** start Information shown **

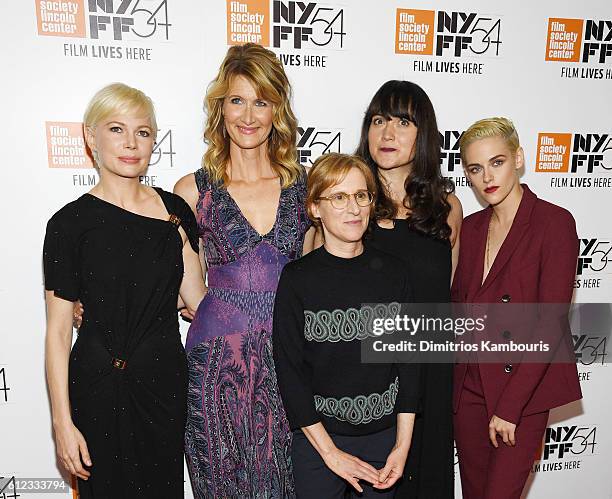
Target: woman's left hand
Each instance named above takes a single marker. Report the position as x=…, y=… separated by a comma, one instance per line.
x=503, y=428
x=393, y=469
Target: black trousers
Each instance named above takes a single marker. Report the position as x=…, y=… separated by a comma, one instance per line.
x=313, y=479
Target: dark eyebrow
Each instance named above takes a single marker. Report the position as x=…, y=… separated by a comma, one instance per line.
x=123, y=124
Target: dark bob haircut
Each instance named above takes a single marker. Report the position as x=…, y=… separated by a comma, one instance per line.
x=426, y=189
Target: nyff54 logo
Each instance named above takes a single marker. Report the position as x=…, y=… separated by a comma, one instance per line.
x=574, y=153
x=295, y=25
x=594, y=255
x=307, y=24
x=579, y=40
x=313, y=142
x=450, y=158
x=456, y=34
x=563, y=442
x=109, y=19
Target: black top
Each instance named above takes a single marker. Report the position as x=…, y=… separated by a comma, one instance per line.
x=317, y=349
x=127, y=369
x=428, y=259
x=429, y=471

** end Information shown **

Copy the records from their start through the line containing "x=313, y=479", inclusive, with "trousers" replaced by "pants" and nothing else changed. Leave the pictures out.

Exercise answer:
Target: woman's left hand
Each instance named above takes a single marker. Report the position as x=…, y=… separated by a comma, one instance per line.
x=503, y=428
x=393, y=469
Target: black pants
Each instance named above takes a single marker. Report the position as x=…, y=… separated by a comma, one instance per line.
x=313, y=479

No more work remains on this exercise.